TEXT UNDER STUDY:
Aaaaaah, immunosuppression. Well, since I’ve discussed my own (lack of!) immunosuppression in a recent post (March 22nd), I won’t use myself as an example here. Just go have a look at that post, if you haven’t read it…
Skip skip skip.
The introduction ends with this statement: Because myeloma is a devastating incurable condition while MGUS and SMM are often asymptomatic, patients with a high-risk MGUS and with SMM are candidates for preventive strategies. It is absolutely essential for a preventive approach that it does not itself increase the risk of progression.
Again, I agree. The problem is that conventional treatments don’t fall into that “won’t increase the risk of progression” category. Conventional treatments are harsh, very harsh, and let’s not forget that the International Myeloma Working Group is NOT in favor of an “early intervention” approach, since there are no benefits. Indeed, there are many potential hazards (loss in quality of life, etc.).

Region pointing data:
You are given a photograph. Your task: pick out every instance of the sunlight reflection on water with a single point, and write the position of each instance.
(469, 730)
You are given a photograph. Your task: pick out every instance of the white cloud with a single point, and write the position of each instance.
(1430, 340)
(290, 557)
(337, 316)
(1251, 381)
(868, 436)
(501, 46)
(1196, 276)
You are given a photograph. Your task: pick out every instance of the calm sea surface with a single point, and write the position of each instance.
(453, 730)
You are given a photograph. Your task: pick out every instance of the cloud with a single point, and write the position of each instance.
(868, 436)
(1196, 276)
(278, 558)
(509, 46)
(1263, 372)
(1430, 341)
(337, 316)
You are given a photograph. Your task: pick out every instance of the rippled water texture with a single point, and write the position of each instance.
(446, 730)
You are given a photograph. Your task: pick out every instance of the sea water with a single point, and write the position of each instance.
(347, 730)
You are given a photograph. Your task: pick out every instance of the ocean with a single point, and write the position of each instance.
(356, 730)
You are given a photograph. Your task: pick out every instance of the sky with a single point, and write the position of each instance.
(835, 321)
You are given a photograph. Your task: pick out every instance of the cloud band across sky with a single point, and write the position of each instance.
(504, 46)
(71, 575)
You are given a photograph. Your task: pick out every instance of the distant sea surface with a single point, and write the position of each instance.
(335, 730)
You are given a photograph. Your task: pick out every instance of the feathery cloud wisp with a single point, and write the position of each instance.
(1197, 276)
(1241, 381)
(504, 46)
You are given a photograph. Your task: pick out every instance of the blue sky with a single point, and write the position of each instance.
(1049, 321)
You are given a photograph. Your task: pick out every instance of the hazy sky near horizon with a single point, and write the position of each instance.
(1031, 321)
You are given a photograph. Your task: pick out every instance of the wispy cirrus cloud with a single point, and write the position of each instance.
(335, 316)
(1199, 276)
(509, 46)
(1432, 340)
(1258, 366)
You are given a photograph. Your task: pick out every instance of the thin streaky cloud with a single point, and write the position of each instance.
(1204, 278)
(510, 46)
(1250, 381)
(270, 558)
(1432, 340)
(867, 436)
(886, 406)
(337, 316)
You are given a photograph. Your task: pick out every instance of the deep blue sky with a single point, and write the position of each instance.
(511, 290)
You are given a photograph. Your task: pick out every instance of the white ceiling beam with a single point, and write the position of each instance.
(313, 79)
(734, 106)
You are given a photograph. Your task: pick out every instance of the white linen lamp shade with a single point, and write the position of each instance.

ACTIVITY:
Rewrite the part of the post on myeloma prevention that opens with the words containing "Again, I agree." and closes with "of life, etc.).", putting "risks" in place of "hazards".

WRITTEN ANSWER:
Again, I agree. The problem is that conventional treatments don’t fall into that “won’t increase the risk of progression” category. Conventional treatments are harsh, very harsh, and let’s not forget that the International Myeloma Working Group is NOT in favor of an “early intervention” approach, since there are no benefits. Indeed, there are many potential risks (loss in quality of life, etc.).